What needs to be done | Starting with the line containing "Every instance of the <item>blurred wooden fence</item> gets" and continuing through the end of the material, give those lines as a JSON list of strings, one string per line, with blank lines left out.

Exercise material |
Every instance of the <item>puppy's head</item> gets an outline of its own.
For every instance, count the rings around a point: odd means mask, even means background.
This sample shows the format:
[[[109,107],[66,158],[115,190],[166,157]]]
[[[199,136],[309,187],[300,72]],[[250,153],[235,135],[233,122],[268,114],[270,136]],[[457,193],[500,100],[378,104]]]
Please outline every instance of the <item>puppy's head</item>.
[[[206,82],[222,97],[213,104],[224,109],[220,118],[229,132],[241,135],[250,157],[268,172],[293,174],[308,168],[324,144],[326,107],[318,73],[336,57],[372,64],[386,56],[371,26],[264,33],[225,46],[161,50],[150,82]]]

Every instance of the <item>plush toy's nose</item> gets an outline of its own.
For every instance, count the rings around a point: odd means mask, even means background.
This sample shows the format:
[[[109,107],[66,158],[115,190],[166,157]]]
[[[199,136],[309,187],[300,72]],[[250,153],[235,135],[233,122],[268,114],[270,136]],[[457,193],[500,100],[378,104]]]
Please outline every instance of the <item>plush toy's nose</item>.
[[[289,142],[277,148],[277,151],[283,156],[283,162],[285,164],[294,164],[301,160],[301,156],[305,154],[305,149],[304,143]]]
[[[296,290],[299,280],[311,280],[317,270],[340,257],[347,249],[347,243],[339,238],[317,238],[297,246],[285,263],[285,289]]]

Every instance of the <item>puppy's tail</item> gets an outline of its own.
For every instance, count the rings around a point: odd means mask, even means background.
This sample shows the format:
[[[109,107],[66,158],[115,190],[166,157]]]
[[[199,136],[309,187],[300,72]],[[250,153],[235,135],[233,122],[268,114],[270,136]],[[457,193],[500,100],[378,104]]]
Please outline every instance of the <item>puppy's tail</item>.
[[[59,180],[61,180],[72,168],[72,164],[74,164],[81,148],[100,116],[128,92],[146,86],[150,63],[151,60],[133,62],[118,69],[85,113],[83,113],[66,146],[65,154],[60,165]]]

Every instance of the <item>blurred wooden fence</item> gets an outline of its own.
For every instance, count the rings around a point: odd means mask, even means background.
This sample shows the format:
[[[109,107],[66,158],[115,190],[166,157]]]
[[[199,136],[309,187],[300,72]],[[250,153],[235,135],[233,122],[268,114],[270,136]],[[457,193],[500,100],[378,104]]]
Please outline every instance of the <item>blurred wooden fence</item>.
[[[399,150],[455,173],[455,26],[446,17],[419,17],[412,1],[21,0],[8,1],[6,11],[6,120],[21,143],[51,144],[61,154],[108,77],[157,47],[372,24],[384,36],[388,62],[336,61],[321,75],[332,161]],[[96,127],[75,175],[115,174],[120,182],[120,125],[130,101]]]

Final answer |
[
  "Every instance of the <item>blurred wooden fence</item> gets an outline of its own.",
  "For every instance, count the rings around a point: odd means mask, even means background.",
  "This sample shows the format:",
  "[[[109,107],[66,158],[115,190],[166,157]]]",
  "[[[199,136],[309,187],[300,72]],[[250,153],[235,135],[233,122],[268,114],[270,136]],[[457,193],[500,100],[378,104]]]",
  "Please outline every instance of the <item>blurred wooden fence</item>.",
  "[[[399,150],[455,173],[455,26],[446,17],[419,17],[412,1],[21,0],[8,1],[6,11],[6,120],[21,143],[51,144],[61,154],[108,77],[157,47],[372,24],[384,36],[388,62],[336,61],[321,75],[332,161]],[[96,127],[75,175],[115,174],[120,182],[120,125],[130,101]]]"
]